------ PROVIDED RECORDS ------
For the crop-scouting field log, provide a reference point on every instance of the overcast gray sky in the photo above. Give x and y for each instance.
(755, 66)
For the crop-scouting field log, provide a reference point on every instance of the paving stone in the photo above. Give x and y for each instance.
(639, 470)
------
------ PROVIDED RECORDS ------
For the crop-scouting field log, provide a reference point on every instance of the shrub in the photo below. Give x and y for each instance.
------
> [WORK INSTRUCTIONS]:
Please list every row containing the word "Give", copying each one in full; case counts.

> [RESULT OF THE EXERCISE]:
For the crop-scouting field log, provide a reference point on every instance of the overcast gray sky in the photo above. Give x and y for each instance.
For the crop-scouting field log, provide a reference point on every instance of the paving stone in the photo above. Give x and y for each instance.
For the crop-scouting field log, provide a reference point on every instance of the shrub in the photo below. Give x and y for each instance.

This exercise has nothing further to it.